__INSTRUCTIONS TO FOLLOW__: Quote word for word the records from the line containing "Find the <item>coastal" up to and including the line containing "Give the mask of every instance of the <item>coastal".

[Begin GIVEN ENTRIES]

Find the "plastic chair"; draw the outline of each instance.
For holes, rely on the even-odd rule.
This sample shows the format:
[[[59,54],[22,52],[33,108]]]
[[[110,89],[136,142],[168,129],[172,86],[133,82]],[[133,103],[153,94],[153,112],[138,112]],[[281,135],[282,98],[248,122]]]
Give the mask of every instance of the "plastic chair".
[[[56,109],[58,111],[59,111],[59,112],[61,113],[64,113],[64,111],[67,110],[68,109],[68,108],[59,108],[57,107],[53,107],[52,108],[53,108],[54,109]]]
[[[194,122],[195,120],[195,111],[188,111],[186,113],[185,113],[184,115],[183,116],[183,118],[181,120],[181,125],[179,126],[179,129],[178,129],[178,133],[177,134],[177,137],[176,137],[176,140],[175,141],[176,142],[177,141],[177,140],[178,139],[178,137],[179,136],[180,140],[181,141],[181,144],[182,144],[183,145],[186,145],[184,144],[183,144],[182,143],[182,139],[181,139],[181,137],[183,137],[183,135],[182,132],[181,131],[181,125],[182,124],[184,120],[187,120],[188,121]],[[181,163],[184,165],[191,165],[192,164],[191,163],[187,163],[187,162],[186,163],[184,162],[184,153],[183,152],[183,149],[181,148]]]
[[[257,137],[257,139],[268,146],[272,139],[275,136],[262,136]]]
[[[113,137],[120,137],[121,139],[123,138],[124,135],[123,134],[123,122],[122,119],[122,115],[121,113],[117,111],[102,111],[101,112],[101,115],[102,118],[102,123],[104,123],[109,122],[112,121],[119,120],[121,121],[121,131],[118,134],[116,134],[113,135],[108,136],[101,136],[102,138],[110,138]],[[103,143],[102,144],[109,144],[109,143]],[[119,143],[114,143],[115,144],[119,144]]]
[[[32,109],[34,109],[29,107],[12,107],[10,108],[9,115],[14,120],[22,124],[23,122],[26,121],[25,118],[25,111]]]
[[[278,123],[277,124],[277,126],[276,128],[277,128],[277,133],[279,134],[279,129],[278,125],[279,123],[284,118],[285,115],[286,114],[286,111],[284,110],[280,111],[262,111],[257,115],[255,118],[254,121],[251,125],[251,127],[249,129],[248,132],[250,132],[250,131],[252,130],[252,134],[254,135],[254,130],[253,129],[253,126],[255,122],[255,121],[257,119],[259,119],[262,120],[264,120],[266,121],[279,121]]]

[End GIVEN ENTRIES]
[Begin GIVEN ENTRIES]

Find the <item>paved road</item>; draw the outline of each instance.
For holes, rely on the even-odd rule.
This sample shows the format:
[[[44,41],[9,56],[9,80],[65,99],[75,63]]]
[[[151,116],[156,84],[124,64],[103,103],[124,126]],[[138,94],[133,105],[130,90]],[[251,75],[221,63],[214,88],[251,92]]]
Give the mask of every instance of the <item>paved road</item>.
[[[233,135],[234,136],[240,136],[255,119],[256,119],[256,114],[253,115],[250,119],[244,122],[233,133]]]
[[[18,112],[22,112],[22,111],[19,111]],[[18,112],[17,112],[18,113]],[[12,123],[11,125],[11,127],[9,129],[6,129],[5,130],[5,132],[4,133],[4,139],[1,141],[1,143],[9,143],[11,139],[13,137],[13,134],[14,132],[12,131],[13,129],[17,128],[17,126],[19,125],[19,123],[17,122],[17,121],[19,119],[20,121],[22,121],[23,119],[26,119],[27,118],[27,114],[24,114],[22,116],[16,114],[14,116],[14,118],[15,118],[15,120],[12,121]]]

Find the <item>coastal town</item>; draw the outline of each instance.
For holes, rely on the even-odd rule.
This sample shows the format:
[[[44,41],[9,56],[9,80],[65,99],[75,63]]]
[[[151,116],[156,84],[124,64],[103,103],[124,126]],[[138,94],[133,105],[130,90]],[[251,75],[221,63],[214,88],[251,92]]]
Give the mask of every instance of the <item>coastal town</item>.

[End GIVEN ENTRIES]

__FINISHED EXERCISE__:
Find the <item>coastal town</item>; draw the outline of each instance.
For holes, rely on the even-odd rule.
This sample shows the format:
[[[44,41],[9,56],[9,80],[65,99],[75,63]]]
[[[151,116],[156,84],[124,64],[103,103],[124,126]],[[138,94],[133,105],[130,90]],[[251,75],[221,63],[214,88],[251,92]]]
Give the mask of every instance of the <item>coastal town</item>.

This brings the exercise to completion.